Work to do: How many lines in the items below contain the string "shoulder", counting only exact matches in case? Reply with the number alone.

Supplied records:

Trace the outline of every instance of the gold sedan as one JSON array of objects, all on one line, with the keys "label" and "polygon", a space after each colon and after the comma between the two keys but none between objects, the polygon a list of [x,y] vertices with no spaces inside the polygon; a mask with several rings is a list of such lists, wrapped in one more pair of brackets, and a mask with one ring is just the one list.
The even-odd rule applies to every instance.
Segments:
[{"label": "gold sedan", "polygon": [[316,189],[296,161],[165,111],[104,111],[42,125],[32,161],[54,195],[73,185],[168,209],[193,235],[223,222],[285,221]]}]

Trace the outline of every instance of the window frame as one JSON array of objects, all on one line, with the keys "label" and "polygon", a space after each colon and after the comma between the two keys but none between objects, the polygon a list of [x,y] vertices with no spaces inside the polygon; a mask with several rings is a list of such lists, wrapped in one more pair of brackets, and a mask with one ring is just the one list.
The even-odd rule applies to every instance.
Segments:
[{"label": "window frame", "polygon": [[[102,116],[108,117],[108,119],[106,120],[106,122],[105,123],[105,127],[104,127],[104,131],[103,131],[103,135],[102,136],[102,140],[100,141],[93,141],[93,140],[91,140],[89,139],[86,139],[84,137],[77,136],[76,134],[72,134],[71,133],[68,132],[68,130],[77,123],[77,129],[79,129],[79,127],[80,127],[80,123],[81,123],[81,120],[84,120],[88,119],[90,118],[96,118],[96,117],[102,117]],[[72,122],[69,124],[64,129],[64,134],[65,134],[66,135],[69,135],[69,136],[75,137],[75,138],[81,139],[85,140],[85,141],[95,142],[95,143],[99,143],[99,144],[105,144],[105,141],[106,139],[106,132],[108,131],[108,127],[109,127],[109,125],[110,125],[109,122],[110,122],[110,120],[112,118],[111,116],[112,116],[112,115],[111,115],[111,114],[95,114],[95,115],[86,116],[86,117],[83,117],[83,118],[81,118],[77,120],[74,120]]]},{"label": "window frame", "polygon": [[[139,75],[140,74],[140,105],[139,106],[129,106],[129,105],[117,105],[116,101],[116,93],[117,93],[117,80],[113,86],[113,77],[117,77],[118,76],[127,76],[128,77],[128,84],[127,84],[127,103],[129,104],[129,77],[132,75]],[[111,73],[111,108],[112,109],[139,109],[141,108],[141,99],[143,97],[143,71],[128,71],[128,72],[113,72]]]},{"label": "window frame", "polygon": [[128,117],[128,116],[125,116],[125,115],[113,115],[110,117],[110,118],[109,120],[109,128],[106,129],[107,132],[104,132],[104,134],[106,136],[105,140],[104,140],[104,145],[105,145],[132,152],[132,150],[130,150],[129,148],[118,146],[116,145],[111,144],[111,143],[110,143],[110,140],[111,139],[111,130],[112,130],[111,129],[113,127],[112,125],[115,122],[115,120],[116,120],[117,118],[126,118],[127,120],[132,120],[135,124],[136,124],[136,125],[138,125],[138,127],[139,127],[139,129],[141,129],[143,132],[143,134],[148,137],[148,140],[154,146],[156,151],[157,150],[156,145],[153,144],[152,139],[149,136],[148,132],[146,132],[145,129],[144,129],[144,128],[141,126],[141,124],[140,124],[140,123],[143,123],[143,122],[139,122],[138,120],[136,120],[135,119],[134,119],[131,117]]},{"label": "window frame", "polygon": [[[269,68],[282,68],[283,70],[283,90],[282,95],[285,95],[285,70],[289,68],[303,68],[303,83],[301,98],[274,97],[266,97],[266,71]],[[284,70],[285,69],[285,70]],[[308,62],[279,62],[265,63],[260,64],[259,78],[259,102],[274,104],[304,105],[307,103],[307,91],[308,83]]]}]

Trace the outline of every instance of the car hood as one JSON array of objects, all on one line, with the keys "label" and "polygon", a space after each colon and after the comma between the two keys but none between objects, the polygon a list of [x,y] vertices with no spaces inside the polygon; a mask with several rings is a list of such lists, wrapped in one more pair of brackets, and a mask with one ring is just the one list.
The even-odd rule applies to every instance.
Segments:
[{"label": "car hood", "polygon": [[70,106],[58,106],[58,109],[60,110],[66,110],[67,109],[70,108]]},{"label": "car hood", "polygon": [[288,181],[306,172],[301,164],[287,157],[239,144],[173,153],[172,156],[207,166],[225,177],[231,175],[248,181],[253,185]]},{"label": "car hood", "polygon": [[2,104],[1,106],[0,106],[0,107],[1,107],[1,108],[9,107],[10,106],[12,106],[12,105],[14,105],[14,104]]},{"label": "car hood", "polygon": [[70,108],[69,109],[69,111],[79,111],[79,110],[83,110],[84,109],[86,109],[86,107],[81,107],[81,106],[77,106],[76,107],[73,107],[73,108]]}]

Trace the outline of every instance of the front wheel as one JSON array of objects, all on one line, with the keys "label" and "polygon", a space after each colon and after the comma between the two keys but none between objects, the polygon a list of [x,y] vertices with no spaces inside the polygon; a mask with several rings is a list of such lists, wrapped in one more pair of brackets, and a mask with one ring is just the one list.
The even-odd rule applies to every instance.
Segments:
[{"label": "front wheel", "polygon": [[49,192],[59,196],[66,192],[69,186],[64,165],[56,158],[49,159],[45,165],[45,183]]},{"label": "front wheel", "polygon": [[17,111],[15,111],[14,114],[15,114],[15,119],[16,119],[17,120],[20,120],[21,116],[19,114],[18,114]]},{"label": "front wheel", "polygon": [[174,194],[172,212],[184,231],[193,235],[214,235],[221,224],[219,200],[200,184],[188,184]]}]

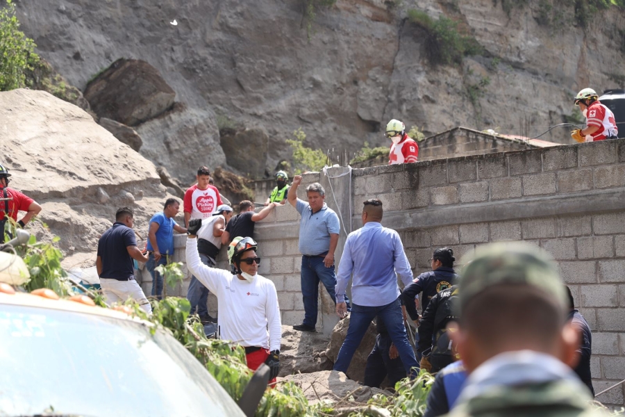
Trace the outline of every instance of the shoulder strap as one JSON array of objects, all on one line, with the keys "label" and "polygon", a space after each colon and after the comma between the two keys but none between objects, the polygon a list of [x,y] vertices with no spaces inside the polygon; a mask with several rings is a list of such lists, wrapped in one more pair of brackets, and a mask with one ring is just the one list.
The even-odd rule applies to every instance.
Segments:
[{"label": "shoulder strap", "polygon": [[8,218],[8,195],[6,193],[6,187],[2,188],[2,197],[4,198],[4,217]]}]

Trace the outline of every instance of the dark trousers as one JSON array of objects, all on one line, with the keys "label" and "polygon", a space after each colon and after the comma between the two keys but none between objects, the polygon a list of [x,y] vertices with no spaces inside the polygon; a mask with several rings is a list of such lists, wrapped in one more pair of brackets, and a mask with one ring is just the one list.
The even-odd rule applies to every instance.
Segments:
[{"label": "dark trousers", "polygon": [[364,385],[380,388],[380,384],[388,375],[389,382],[394,386],[397,382],[406,377],[406,368],[401,359],[392,359],[389,357],[391,344],[392,341],[388,333],[376,336],[376,345],[367,358]]}]

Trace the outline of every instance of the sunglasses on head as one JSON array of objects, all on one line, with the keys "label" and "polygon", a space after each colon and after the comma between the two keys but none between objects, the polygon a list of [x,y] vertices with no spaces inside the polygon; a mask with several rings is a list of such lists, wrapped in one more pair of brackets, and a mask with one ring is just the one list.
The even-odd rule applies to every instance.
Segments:
[{"label": "sunglasses on head", "polygon": [[256,265],[260,265],[260,258],[245,258],[244,259],[241,259],[241,262],[244,262],[248,265],[251,265],[256,262]]}]

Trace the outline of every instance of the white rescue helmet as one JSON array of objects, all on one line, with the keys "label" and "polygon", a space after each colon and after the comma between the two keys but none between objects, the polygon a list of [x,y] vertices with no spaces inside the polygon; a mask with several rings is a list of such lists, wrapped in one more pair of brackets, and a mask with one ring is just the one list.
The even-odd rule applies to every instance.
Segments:
[{"label": "white rescue helmet", "polygon": [[392,138],[397,135],[403,136],[406,131],[406,126],[397,119],[392,119],[386,124],[385,136],[387,138]]}]

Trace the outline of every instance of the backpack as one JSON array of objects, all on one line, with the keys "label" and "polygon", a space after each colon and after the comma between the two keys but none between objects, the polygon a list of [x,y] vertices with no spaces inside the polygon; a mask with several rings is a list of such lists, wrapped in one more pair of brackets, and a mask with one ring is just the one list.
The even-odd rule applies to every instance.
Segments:
[{"label": "backpack", "polygon": [[434,343],[430,353],[432,372],[438,372],[453,361],[455,354],[447,334],[447,324],[458,319],[458,288],[454,285],[438,293],[440,298],[434,316]]}]

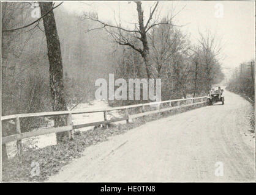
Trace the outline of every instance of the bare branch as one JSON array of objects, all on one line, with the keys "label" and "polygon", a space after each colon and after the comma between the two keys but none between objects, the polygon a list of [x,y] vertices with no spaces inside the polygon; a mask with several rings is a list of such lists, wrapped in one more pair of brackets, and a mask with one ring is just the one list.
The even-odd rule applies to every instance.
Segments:
[{"label": "bare branch", "polygon": [[[105,27],[106,26],[108,26],[108,27],[113,27],[113,28],[115,28],[115,29],[120,29],[120,30],[124,30],[124,31],[127,32],[137,32],[137,33],[140,33],[140,31],[138,31],[138,30],[128,30],[128,29],[124,29],[124,28],[122,28],[122,27],[119,27],[119,26],[113,26],[113,25],[111,25],[111,24],[106,24],[106,23],[105,23],[102,22],[102,21],[99,20],[98,19],[94,19],[94,18],[91,18],[91,17],[89,17],[89,16],[87,16],[87,15],[85,15],[85,19],[87,19],[87,20],[92,20],[92,21],[96,21],[96,22],[98,22],[98,23],[100,23],[100,24],[103,24],[103,25],[104,25],[104,26],[103,26],[102,27],[101,27],[101,28],[104,28],[104,27]],[[89,31],[91,31],[91,30],[96,30],[96,29],[97,29],[96,28],[96,29],[90,29],[90,30],[89,30]]]}]

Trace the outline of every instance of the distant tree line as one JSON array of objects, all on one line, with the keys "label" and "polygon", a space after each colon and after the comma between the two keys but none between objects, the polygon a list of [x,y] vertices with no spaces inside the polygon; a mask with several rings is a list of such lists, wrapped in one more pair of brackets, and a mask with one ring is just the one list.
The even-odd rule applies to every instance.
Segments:
[{"label": "distant tree line", "polygon": [[255,61],[241,63],[236,67],[227,89],[244,95],[254,101]]}]

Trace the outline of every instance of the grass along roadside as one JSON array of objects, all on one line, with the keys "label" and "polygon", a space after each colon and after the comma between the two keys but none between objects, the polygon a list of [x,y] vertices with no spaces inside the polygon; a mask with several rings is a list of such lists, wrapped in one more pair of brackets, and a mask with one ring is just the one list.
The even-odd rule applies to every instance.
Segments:
[{"label": "grass along roadside", "polygon": [[[19,160],[15,157],[3,162],[2,182],[43,182],[48,176],[57,174],[61,168],[73,159],[81,156],[88,147],[108,140],[108,138],[124,133],[130,129],[143,125],[147,121],[157,120],[179,113],[205,105],[205,104],[181,108],[171,111],[146,116],[133,120],[126,124],[112,124],[108,129],[92,128],[86,132],[77,130],[74,140],[34,149],[28,149]],[[35,165],[39,165],[40,172],[35,171]]]}]

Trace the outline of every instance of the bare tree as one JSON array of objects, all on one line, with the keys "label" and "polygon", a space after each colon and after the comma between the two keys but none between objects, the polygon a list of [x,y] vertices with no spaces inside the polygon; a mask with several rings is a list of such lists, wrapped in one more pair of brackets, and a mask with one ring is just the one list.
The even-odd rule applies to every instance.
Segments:
[{"label": "bare tree", "polygon": [[[50,64],[50,88],[52,98],[53,111],[67,110],[65,101],[63,67],[61,58],[61,44],[57,32],[52,2],[39,2],[41,14],[43,18],[45,37],[47,41],[48,57]],[[51,10],[49,12],[50,10]],[[47,14],[47,15],[46,15]],[[67,118],[55,117],[55,127],[67,125]],[[68,132],[56,133],[57,142],[63,140],[68,136]]]},{"label": "bare tree", "polygon": [[219,70],[219,66],[217,65],[219,65],[218,55],[222,49],[221,40],[217,40],[216,35],[212,35],[209,32],[208,32],[206,35],[201,32],[199,32],[199,35],[198,42],[201,50],[201,59],[206,74],[205,79],[206,86],[205,90],[207,92],[211,88],[211,83],[216,75],[215,73]]},{"label": "bare tree", "polygon": [[[156,12],[159,2],[156,2],[150,8],[150,13],[148,20],[145,22],[144,21],[145,16],[144,12],[141,7],[141,2],[140,1],[135,1],[137,4],[137,11],[138,13],[138,23],[135,24],[134,30],[129,30],[125,29],[118,25],[116,23],[116,25],[107,24],[98,19],[97,16],[90,16],[87,15],[84,15],[84,18],[92,20],[102,24],[102,26],[92,29],[88,32],[99,29],[105,29],[105,30],[112,36],[115,41],[119,44],[127,46],[139,52],[143,58],[144,63],[146,66],[146,70],[148,78],[154,78],[157,76],[157,70],[152,67],[149,59],[149,46],[148,41],[147,34],[150,29],[153,27],[161,25],[168,24],[172,25],[170,23],[170,20],[167,20],[164,22],[158,23],[157,20],[152,20],[154,14]],[[124,35],[124,34],[126,35]],[[130,39],[128,34],[132,34],[133,37],[138,39],[142,44],[142,48],[135,44]]]}]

Task response: 2